Rows from a pointing dataset:
-- START --

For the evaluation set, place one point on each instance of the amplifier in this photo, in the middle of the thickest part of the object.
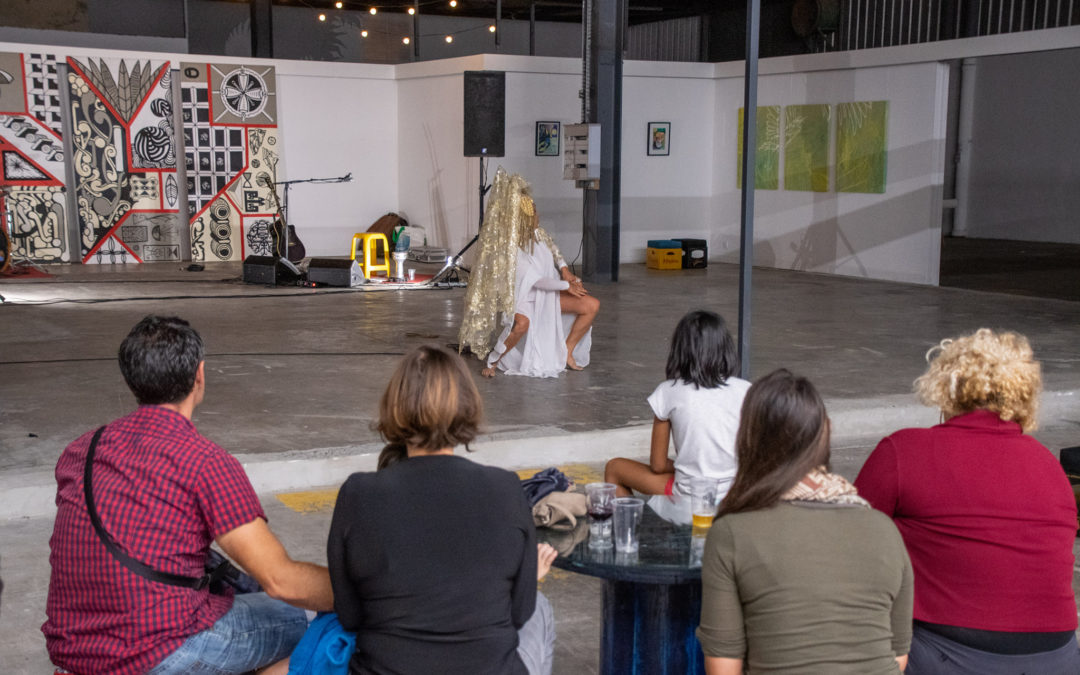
(335, 272)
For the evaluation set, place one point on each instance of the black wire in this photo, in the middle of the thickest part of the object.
(218, 355)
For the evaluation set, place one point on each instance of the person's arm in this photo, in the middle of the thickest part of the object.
(720, 665)
(878, 481)
(659, 461)
(261, 555)
(721, 631)
(523, 593)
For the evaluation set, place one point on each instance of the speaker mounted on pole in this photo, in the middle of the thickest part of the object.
(485, 109)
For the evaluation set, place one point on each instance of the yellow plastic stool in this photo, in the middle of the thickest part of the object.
(369, 264)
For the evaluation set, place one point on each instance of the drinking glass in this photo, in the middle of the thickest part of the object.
(628, 514)
(703, 501)
(599, 497)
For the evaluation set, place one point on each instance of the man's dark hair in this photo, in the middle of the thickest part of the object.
(159, 360)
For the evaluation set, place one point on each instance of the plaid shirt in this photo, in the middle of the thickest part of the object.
(163, 493)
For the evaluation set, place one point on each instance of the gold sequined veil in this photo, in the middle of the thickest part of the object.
(490, 295)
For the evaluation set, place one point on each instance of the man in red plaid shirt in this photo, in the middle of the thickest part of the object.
(163, 494)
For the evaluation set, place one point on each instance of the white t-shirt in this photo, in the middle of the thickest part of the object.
(704, 422)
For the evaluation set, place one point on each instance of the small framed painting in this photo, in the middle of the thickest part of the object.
(660, 138)
(548, 138)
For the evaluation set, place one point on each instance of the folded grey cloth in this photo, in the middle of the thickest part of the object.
(559, 510)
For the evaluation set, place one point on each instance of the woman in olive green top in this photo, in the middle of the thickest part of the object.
(799, 574)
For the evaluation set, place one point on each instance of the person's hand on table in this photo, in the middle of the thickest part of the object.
(545, 555)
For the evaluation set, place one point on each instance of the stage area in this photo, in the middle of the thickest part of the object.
(295, 377)
(296, 373)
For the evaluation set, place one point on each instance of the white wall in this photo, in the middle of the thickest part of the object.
(334, 120)
(1025, 153)
(894, 235)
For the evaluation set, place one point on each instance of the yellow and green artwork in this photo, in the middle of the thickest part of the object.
(861, 146)
(806, 147)
(767, 158)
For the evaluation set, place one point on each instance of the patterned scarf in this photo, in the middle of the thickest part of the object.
(821, 486)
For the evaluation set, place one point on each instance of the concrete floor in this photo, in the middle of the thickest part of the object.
(295, 376)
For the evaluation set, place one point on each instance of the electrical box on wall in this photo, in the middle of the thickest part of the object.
(581, 154)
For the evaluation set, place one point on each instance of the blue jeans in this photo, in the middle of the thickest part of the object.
(257, 632)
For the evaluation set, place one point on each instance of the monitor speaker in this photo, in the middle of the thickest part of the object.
(335, 272)
(267, 270)
(485, 96)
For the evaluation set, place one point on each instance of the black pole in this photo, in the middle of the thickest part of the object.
(498, 22)
(261, 28)
(750, 148)
(532, 29)
(416, 29)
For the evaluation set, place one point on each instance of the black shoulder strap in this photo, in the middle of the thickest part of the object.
(139, 568)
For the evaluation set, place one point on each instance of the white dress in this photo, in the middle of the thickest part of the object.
(541, 352)
(704, 422)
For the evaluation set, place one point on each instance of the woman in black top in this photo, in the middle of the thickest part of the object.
(433, 558)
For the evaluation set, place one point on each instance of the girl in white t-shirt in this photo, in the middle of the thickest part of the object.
(697, 407)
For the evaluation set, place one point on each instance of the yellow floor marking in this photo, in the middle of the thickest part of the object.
(313, 501)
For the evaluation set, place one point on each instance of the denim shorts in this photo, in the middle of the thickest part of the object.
(257, 632)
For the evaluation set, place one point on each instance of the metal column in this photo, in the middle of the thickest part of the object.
(750, 147)
(602, 232)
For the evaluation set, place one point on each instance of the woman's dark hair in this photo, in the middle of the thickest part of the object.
(430, 403)
(703, 352)
(159, 360)
(783, 434)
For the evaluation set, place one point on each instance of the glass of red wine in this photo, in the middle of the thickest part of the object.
(599, 497)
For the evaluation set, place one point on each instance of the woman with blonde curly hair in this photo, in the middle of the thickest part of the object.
(987, 516)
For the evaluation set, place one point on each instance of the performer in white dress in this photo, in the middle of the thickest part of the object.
(526, 312)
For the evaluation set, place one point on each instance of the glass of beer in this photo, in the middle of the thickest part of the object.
(703, 501)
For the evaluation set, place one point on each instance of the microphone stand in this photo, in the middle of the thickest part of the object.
(283, 210)
(449, 271)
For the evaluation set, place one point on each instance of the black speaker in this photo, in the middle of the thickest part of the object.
(267, 270)
(485, 112)
(334, 272)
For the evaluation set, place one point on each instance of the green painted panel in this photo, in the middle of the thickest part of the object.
(862, 133)
(806, 147)
(767, 159)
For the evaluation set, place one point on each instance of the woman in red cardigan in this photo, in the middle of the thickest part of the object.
(987, 516)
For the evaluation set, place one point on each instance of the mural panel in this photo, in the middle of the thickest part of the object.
(124, 159)
(31, 158)
(806, 147)
(862, 133)
(767, 154)
(231, 154)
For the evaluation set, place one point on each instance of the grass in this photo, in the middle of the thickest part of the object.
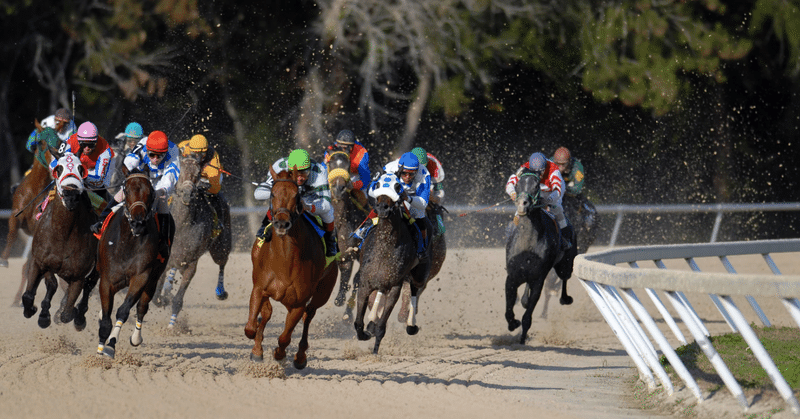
(782, 344)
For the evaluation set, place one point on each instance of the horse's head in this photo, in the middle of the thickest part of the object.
(187, 181)
(527, 192)
(69, 174)
(386, 191)
(339, 174)
(140, 198)
(286, 205)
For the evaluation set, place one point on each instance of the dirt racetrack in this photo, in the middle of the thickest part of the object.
(463, 364)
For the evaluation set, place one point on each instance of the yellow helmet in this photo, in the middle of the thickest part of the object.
(198, 144)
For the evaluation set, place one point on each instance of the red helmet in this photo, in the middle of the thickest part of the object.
(561, 156)
(157, 142)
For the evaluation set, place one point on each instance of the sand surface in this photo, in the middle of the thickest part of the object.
(464, 363)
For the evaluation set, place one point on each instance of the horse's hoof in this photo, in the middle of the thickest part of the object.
(371, 329)
(44, 322)
(28, 312)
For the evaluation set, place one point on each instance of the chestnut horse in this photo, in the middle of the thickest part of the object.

-- END --

## Direction:
Each record above should come back exactly the same, only without its pictures.

## Result of the task:
For the evaluation set, place one point on each instance of the amplifier in this photo, in the middle of the thickest part of the object.
(335, 272)
For the evaluation set, place one point on each instance of the black wire in this photo, in the middle of the thickest part of the object.
(218, 355)
For the evaluation set, place one point on each instance of the person's arm in this photo, in the middle of the thickest part of the object.
(720, 665)
(878, 481)
(659, 461)
(261, 555)
(721, 631)
(523, 593)
For the evaluation set, place one point on each instance of the speaker mounted on pole in this photo, in the middle of the thickest part of the object.
(485, 109)
For the evaluation set, place one point on each instance of the yellow plastic stool in this photo, in the middle of the thickest part of the object.
(369, 264)
For the evaluation set, place one point on each instance of the drinking glass in this photo, in the middle of the thickest part of the object.
(628, 514)
(703, 501)
(599, 497)
For the evaluation set, place one point on each instance of the man's dark hair in this photo, in the middle of the thickest part of the object.
(159, 360)
For the evaluation set, place one point on each instance of the plaid shirt in this photo, in the middle of the thickest part of the object.
(163, 493)
For the evaluation set, place one point on each instance of the gold sequined veil in this photo, in the middle of the thickest part of the object.
(490, 295)
For the evaluation set, place one point on each instance of the man in red plaid shirt in this photo, in the middle of the thickest part of the object.
(163, 494)
For the evaluation set, place one point on each instance of the white t-shirt in this photo, in the middle of the thickest part of the object.
(704, 422)
For the evaluation set, place one point on each instance of the small framed painting in this photo, in the middle of the thickest part of the object.
(660, 138)
(548, 138)
For the evaluation set, place one point on each instance of the folded grey cloth in this photo, in the middle of the thickest part of the object.
(559, 510)
For the evaluation set, place one point on each instance of the woman in olive green top in this photo, in the middle of the thickest part of the object.
(799, 574)
For the evaluation set, place one point on each instance of the person's hand on table in this photo, in the middle of the thickest part of the object.
(545, 555)
For the evaluation set, place one point on each instance of the stage area in this photo, in the middle of the thickest part of the object.
(295, 377)
(296, 373)
For the evaluation set, place one point on each instance of the white wall in this photo, in the middle of the thickest part of the object.
(334, 120)
(1025, 153)
(894, 235)
For the evaluation set, place one point on each instance of the yellow and green artwork in this photo, in the middle of the thickest part of the object.
(861, 146)
(806, 147)
(767, 158)
For the evaluation set, place one point on each instance of the patterned scarf in this photo, in the middle of the thickest part of the object.
(821, 486)
For the evaluation set, place one point on each instance of the concrete floor in this photo, in the middle of the thickest part of the object.
(295, 376)
For the evaluation set, place one point on each instance of the electrical box on wall in this photo, in the middle of the thickest part of the object.
(581, 154)
For the evaluation set, place one point on each instance of the blue jeans in this photo, in the middle of the thickest part of the object.
(257, 632)
For the evaluation set, place one point on each instance of the monitor speaker in this photo, in the middle of the thickest part of the object.
(335, 272)
(267, 270)
(485, 96)
For the evaluation set, place one point on each instance of the black pole in this photo, in the middle of the thickest part of the object.
(498, 22)
(261, 28)
(750, 148)
(532, 29)
(416, 29)
For the evaluation set, place one point on each instance of the black shoulder strap in this photo, in the middle of the thickest part of the object.
(139, 568)
For the evaluation set, place one point on each instance of the white dress in this photo, in the middle of the thickest part of the object.
(541, 352)
(704, 422)
For the evaluation set, place one point on each instance of the woman in black top in this photo, in the middle of the thickest part of the object.
(433, 558)
For the evaluation set, place one point on each instance of the girl in white t-shirt in this photo, in the middle of the thickest part of the object.
(697, 407)
For the evaluation set, place one point on each instance of the yellow floor marking in this photo, in the middle of the thickest part of the object.
(313, 501)
For the evaluation set, place one point on each instance of the denim shorts in this photo, in the middle of the thickest part of the object.
(257, 632)
For the evaluation set, place one point on each instance of the metal column in this photo, in the middle of the thickest part of the object.
(750, 147)
(602, 232)
For the evaluation set, place one point on each instance of the woman's dark hair in this photo, in the middle of the thickest part of the object.
(430, 403)
(703, 352)
(159, 360)
(783, 434)
For the evaluation set, place one point on each instance of the glass of red wine in this photo, in the middle of the thickest part of the object.
(599, 497)
For the evaluation set, place one point on each instance of the woman with blonde curly hair in this photo, in the middle of the thickest part of the object.
(987, 516)
For the evaluation set, place one point on each instance of the performer in white dress in this photo, in the middle of the thickest part of the object.
(526, 312)
For the evaluation set, place one point on each instance of the glass of beer in this photo, in the middle of the thickest part of the object.
(703, 501)
For the evaluation set, place one point on each instance of the microphone stand in this photo, in the middle of the thickest part of the object.
(283, 210)
(449, 271)
For the evaluation set, place one point on each instance of the black speaker in this photo, in the middle of the thickest part of the object.
(267, 270)
(485, 112)
(334, 272)
For the evaluation set, place one point on each instance of the green painted panel in this photo, in the middle of the thickest part of the object.
(862, 133)
(806, 147)
(767, 159)
For the evaluation set, place one point on each instance of the woman in red cardigan in this photo, in the middle of the thickest part of the object.
(987, 516)
For the evaluation set, place one point on each instance of the mural panel in this photo, in the middle of the thickest part of the object.
(124, 159)
(31, 158)
(806, 147)
(862, 133)
(767, 154)
(231, 154)
For the evaluation set, place one point on each instance of the grass in this photo, in the middle of the thickest part of the object.
(782, 344)
For the evaluation set, place one point on each instance of the horse's head in this photo, in the middle of the thickest part of the object.
(187, 181)
(527, 192)
(69, 174)
(386, 191)
(339, 174)
(140, 198)
(286, 205)
For the evaluation set, place one point on each instance of the dirt racetrack in this photo, in the middle of the thickest part of the object.
(463, 364)
For the evaluation set, place one point on each instance of the yellow helmet in this photo, in the middle of the thickest part of the object.
(198, 144)
For the evaluation set, place one point on each instance of the red helmet in this photo, in the middle of the thickest part of the object.
(561, 156)
(157, 142)
For the evaluation set, place one point on each instance of the sand surface in this photo, in the middle of the thickest part of the object.
(464, 363)
For the evaluation set, place one point on each instance of the horse's hoof in this photo, in the middle of the thickest part of the object.
(371, 329)
(44, 322)
(28, 312)
For the evaluation set, place one point on each instance of the chestnut horse in this photo, in the middle of the thickest part of the object.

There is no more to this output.